**Text:**
* begin *

# angelwax clarity screenwash



## OvEr_KiLL (Mar 2, 2015)

can anyone tell me if this cleans well? and does it really top up the h2go glass sealant which is on my screen already?
does it have any scent to it? angelwax did tell me it doesnt but what do you guys say.
cheers


----------



## bigkahunaburger (Jun 27, 2012)

From theSonax thread (my findings).

I haven't used this but I have been trying AW Clarity and, in my opinion, it isn't a patch on the Autoglym stuff that I've been using for years. 

Made up at a winter batch with DI water and its leaving marks on the front and back. AG doesn't leave anywhere near so many and that's using it with regular water.


----------



## bigkahunaburger (Jun 27, 2012)

Just the usual alcohol scent, which is not detectable in use at 1:4 (winter) concentration. I can't imagine that the top up is anything more than harmful, although I could be wrong. Surely anything meaningful would clog the jets, although it's Angelwax so I'll trust them on this. 

Something is causing the streaking on my screen that wasn't present on a dirty screen using AG stuff however. 

Cleaning power is excellent; the same as my AG stuff.


----------



## DrH (Oct 25, 2015)

Not got the H2go on my screen but use Angelwax shampoo and glass cleaner so got some clarity screen wash. It cleans way better than the generic stuff I was using before.

Like the glass cleaner it does not smell nice but the smell soon goes

I have found that it sometimes looks like it has streaked but then evapourates


----------



## OvEr_KiLL (Mar 2, 2015)

come on guys, there must more people on here who use clarity! does it seem to smear/streak for everyone?


----------



## mikerd4 (Oct 27, 2006)

Wasnt impressed with it tbh. Caused my blades (old and beand new) to judder like mad. Back to the sonax one shots


----------



## OvEr_KiLL (Mar 2, 2015)

ok i might try the blue sonax nano stuff then. it wont make h2go wear off too quick will it


----------



## DrH (Oct 25, 2015)

mikerd4 said:


> Wasnt impressed with it tbh. Caused my blades (old and beand new) to judder like mad. Back to the sonax one shots


Not had any judder on both are cars that it is in.
I understand that it has some of the H2go components in, since using it with light rain the small beads just roll up the screen


----------



## ed87 (Apr 6, 2015)

I've started using AG ultimate screen wash diluted 9:1 and find it pretty good so far


----------



## OvEr_KiLL (Mar 2, 2015)

* end *

**Excerpted records:**
* begin *

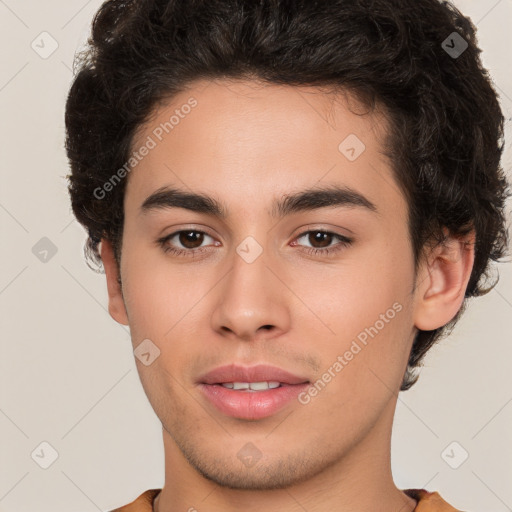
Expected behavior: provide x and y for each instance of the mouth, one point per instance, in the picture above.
(250, 393)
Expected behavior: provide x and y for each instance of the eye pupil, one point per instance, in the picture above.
(319, 236)
(186, 236)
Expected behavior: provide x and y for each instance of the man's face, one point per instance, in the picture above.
(252, 293)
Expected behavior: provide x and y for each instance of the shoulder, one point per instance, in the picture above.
(429, 501)
(144, 503)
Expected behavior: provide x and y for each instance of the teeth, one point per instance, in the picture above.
(251, 386)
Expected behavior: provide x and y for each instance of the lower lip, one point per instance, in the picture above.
(251, 405)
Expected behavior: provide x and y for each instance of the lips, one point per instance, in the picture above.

* end *

**To be done:**
(A) Answer these about the screenwash thread, one line each:
(i) At what ratio does ed87 dilute the AG ultimate screen wash?
(ii) At what concentration does bigkahunaburger say the alcohol scent is not detectable in use?
(iii) What does mikerd4 say the Clarity screenwash caused the blades to do?
(B) List every distinct username that posts in the screenwash thread, each name once.

**Exercise results:**
(A)
(i) 9:1
(ii) 1:4 (winter)
(iii) Judder like mad

(B)
OvEr_KiLL
bigkahunaburger
DrH
mikerd4
ed87